'''
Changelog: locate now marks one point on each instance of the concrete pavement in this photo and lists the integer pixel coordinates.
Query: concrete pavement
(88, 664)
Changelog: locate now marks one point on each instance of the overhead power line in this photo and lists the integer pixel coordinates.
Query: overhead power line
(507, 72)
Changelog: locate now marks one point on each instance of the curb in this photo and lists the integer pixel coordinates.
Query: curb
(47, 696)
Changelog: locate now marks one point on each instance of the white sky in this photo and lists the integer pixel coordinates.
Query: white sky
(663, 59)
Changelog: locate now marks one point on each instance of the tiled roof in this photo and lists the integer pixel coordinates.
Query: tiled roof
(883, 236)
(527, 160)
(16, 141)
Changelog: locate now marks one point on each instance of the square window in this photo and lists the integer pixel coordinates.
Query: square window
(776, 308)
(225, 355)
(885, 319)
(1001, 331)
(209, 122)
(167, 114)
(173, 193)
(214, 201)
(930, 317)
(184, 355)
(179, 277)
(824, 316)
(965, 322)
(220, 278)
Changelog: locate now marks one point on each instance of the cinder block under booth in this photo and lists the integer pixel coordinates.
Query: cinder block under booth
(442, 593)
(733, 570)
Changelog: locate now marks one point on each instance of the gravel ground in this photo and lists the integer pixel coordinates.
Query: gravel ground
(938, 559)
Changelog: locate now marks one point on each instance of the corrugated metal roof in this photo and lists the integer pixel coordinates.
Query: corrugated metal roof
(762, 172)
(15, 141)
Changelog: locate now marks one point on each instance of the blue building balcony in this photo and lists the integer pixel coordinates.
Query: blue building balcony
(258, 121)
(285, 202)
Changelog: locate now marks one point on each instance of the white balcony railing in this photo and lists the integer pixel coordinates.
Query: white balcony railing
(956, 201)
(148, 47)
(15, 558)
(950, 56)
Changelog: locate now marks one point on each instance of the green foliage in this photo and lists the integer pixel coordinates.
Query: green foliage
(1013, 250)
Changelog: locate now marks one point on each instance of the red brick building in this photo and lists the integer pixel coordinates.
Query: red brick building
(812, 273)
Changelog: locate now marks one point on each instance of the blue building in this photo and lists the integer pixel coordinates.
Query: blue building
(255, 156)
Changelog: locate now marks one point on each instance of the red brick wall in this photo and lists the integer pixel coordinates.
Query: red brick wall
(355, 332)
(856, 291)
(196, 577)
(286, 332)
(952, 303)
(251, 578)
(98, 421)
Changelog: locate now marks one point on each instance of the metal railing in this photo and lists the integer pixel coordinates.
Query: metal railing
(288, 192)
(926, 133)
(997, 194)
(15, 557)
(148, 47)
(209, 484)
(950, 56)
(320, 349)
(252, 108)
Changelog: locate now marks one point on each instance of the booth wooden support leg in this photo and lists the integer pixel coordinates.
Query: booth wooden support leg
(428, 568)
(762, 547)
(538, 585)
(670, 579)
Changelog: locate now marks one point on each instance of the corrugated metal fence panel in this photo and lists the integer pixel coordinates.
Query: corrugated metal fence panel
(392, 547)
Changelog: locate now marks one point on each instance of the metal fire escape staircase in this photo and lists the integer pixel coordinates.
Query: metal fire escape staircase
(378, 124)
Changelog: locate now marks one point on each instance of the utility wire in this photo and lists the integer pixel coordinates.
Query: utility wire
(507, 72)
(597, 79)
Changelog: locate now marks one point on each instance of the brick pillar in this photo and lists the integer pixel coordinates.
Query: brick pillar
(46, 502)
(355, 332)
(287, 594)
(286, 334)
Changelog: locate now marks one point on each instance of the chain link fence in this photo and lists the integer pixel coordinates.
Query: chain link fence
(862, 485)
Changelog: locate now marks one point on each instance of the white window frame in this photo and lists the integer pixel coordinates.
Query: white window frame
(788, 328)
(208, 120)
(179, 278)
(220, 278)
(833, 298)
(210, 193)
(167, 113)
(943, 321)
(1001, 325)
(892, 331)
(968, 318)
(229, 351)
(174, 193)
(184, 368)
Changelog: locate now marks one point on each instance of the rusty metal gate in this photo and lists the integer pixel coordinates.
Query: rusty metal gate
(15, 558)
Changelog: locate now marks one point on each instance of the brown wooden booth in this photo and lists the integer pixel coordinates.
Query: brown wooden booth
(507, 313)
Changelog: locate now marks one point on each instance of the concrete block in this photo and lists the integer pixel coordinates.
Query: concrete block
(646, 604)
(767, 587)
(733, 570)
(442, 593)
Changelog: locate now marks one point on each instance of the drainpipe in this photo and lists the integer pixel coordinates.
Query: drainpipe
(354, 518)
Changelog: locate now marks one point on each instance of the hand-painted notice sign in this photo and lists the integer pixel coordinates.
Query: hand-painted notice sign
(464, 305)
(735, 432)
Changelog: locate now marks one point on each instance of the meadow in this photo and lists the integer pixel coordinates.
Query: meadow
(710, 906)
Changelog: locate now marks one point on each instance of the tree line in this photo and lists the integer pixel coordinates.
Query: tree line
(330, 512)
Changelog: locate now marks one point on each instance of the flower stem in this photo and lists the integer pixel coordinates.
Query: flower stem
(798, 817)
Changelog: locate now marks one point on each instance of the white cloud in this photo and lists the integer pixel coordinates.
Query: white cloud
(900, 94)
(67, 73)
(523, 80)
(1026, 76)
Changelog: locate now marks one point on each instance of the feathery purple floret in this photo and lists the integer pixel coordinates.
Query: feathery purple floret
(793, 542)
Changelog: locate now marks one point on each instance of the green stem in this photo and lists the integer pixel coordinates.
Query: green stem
'''
### Your objective
Write out the entries above word for word.

### Solved exercise
Changelog: locate now marks one point on each instance of the concrete pavement in this photo and lists the integer pixel coordinates.
Query: concrete pavement
(88, 664)
Changelog: locate now marks one point on each instance of the overhead power line in this photo and lists the integer pixel coordinates.
Query: overhead power line
(507, 72)
Changelog: locate now marks one point on each instance of the curb in this photo and lists the integer pixel coordinates.
Query: curb
(47, 696)
Changelog: locate now marks one point on each instance of the white sky in this photo and lists the integer pixel coordinates.
Query: white sky
(663, 59)
Changelog: locate now marks one point on each instance of the tiled roof in this photo and lists the integer pixel coordinates.
Query: tiled roof
(883, 236)
(527, 160)
(16, 141)
Changelog: locate now marks one point on each instance of the square window in this photo and lists the integer pixel coordinates.
Query: square window
(776, 308)
(225, 355)
(885, 319)
(1001, 331)
(209, 122)
(167, 114)
(173, 193)
(214, 201)
(930, 317)
(184, 355)
(179, 277)
(824, 316)
(965, 322)
(220, 278)
Changelog: locate now marks one point on each instance of the cinder block under booth in this photo and lists the integer pixel coordinates.
Query: cinder block under booth
(442, 593)
(733, 570)
Changelog: locate now marks one point on each instance of the gravel ground in this photo and lists the integer pixel coordinates.
Query: gravel ground
(938, 559)
Changelog: locate now marks one point on each instance of the corrugated metal roof in this photo and lists the integer pixel coordinates.
Query: corrugated metal roof
(762, 172)
(15, 141)
Changelog: locate now marks one point on each instance of the blue building balcony in this photo and lists the integer pixel coordinates.
Query: blue building balcony
(258, 121)
(285, 202)
Changelog: locate now marks one point on each instance of the white balcony railing in this photo and lists the integer pixel coordinates.
Query: white balcony railing
(956, 201)
(148, 47)
(15, 558)
(950, 56)
Changelog: locate now marks one point on each instance of the green foliage in this photo and lists the integer pixel coordinates.
Query: green foliage
(1013, 250)
Changelog: locate now marks one point on each instance of the red brick building in this photo and lists the integer pixel coordinates.
Query: red brick building
(812, 273)
Changelog: locate now marks one point on each instance of the blue building in this photo and lists the integer pixel coordinates.
Query: blue building
(255, 156)
Changelog: locate now marks one point on each instance of the red brick wall in this photo and lists the integer pixel coordinates.
Query: red brick wall
(355, 332)
(856, 291)
(196, 577)
(286, 332)
(952, 303)
(251, 578)
(98, 421)
Changelog: locate now marks one point on each instance of the metal railing in this photo and lists the integer pixel coordinates.
Query: metal railing
(288, 192)
(926, 133)
(997, 194)
(15, 557)
(148, 47)
(209, 484)
(950, 56)
(320, 349)
(252, 108)
Changelog: locate now marks one point on each instance of the booth wooden support leg in this photo and lists the integer pixel coordinates.
Query: booth wooden support leg
(428, 568)
(762, 547)
(538, 585)
(670, 579)
Changelog: locate now marks one point on each instance of the corrugated metal fence panel in this photo and lists the integer pixel coordinates.
Query: corrugated metal fence panel
(392, 547)
Changelog: locate now marks one point on each instance of the metal fire escape staircase in this photo and lists the integer pixel coordinates.
Query: metal fire escape staircase
(378, 124)
Changelog: locate now marks one point on each instance of the utility wire in this photo and lists the integer pixel coordinates.
Query: utility wire
(507, 72)
(597, 79)
Changelog: locate now marks one point on each instance of the brick pillar in this photo and lists the integer pixel coordinates.
Query: brick pillar
(46, 502)
(355, 332)
(287, 594)
(286, 334)
Changelog: locate now marks one point on each instance of the chain link fence in this photo and lists the integer pixel coordinates.
Query: chain link fence
(862, 485)
Changelog: locate now marks one point on each instance of the white window frame in this photo and lists the integer pixel coordinates.
Query: white window frame
(788, 328)
(208, 120)
(179, 278)
(220, 278)
(833, 298)
(210, 193)
(167, 113)
(943, 321)
(1001, 325)
(892, 331)
(968, 318)
(229, 351)
(174, 193)
(184, 368)
Changelog: locate now marks one point on each instance of the rusty metal gate in this photo and lists the integer pixel coordinates.
Query: rusty metal gate
(15, 558)
Changelog: locate now marks one point on each instance of the brown wooden booth in this photo and lists the integer pixel coordinates.
Query: brown wooden booth
(507, 313)
Changelog: locate now marks one point on each instance of the concrete block in this photo and lists the integer pixel coordinates.
Query: concrete block
(646, 604)
(767, 587)
(733, 570)
(442, 593)
Changelog: locate now marks one point on each instance of the drainpipe in this photo and lists the integer pixel coordinates.
Query: drainpipe
(354, 518)
Changelog: locate now marks one point on each instance of the hand-painted notice sign in this photo and lists the integer pixel coordinates.
Query: hand-painted notice sign
(464, 305)
(735, 432)
Changelog: locate now marks one point on each instance of the meadow in this photo and lists the integer pixel coordinates.
Query: meadow
(710, 906)
Changelog: locate now marks one point on each instance of the tree line in this photo and lists the integer pixel coordinates.
Query: tree line
(330, 512)
Changelog: locate now marks one point on each instance of the flower stem in this photo and lists the integer pixel coordinates.
Query: flower stem
(798, 817)
Changelog: locate now marks one point on each instance of the white cloud in this photo and lists the integer pixel coordinates.
Query: white cloud
(900, 94)
(67, 73)
(523, 80)
(1026, 76)
Changelog: locate now marks one point on each instance of the feathery purple floret in this photo and lists the integer pixel coordinates.
Query: feathery purple floret
(793, 542)
Changelog: locate now marks one point on each instance of the green stem in this photo and lists the integer pixel coordinates.
Query: green stem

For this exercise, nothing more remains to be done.